## Qué harás
Copia el tramo del texto sobre El cazador de recompensas que va desde "El conspirador de" hasta "de esta misión.", y cambia "potentado" por "magnate".

---- Texto proporcionado

La época de El cazador de recompensas casi alcanza el siglo XX, pero solo porque Hill establece un año, 1897, que parece corresponder a unos hechos aparentemente ocurridos entonces, en los que se basaría el filme, una precisión que anuncia en los títulos de crédito. Innecesariamente, porque de este tipo de películas no se espera el rigor de una reconstrucción histórica (entre la leyenda y la realidad, imprime la leyenda, según estableció John Ford), sino la constatación feliz de que su tiempo es el del propio wéstern.
El conspirador de la trama es un potentado cuya esposa, asegura, ha sido secuestrada por un hombre (un soldado negro desertor) y contrata a un cazarrecompensas para que rescate a la mujer y detenga al secuestrador. De inmediato, uno se da cuenta, antes de que lo intuya el cazador, de que el secuestro es una fabulación del hombre opulento, y la desaparición de la esposa y su acompañante una huida urdida por ambos. Pero allí van el cazador y su acompañante, un soldado también negro, en dirección a México, desde donde la pareja quiere alcanzar Cuba, para vivir, ilusoriamente, juntos. La película es el relato de la búsqueda, el hallazgo y las consecuencias de esta misión.

--------
---- Registros

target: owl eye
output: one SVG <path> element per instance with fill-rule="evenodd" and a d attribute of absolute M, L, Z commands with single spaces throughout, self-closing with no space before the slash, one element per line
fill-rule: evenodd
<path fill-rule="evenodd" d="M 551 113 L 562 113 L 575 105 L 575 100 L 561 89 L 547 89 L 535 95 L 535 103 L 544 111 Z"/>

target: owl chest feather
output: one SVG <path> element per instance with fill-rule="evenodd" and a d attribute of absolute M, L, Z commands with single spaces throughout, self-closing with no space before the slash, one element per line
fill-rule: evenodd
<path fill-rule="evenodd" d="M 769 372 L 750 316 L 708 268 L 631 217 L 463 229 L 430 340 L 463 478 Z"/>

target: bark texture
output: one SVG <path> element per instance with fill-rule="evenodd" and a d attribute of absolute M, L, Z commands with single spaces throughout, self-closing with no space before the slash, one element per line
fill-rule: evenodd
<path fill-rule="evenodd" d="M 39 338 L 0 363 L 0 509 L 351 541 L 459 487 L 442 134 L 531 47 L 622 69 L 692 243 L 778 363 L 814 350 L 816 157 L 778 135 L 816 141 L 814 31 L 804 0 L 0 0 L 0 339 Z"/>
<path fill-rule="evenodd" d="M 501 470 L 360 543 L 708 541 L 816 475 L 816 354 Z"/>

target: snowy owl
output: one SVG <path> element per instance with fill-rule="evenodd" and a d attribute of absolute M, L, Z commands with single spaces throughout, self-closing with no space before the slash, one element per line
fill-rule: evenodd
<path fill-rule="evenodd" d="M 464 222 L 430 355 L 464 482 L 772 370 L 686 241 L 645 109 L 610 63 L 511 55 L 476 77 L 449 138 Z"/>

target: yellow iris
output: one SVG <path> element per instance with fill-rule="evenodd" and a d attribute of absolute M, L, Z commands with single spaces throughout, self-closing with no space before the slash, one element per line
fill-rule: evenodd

--------

## Resultado del ejercicio
El conspirador de la trama es un magnate cuya esposa, asegura, ha sido secuestrada por un hombre (un soldado negro desertor) y contrata a un cazarrecompensas para que rescate a la mujer y detenga al secuestrador. De inmediato, uno se da cuenta, antes de que lo intuya el cazador, de que el secuestro es una fabulación del hombre opulento, y la desaparición de la esposa y su acompañante una huida urdida por ambos. Pero allí van el cazador y su acompañante, un soldado también negro, en dirección a México, desde donde la pareja quiere alcanzar Cuba, para vivir, ilusoriamente, juntos. La película es el relato de la búsqueda, el hallazgo y las consecuencias de esta misión.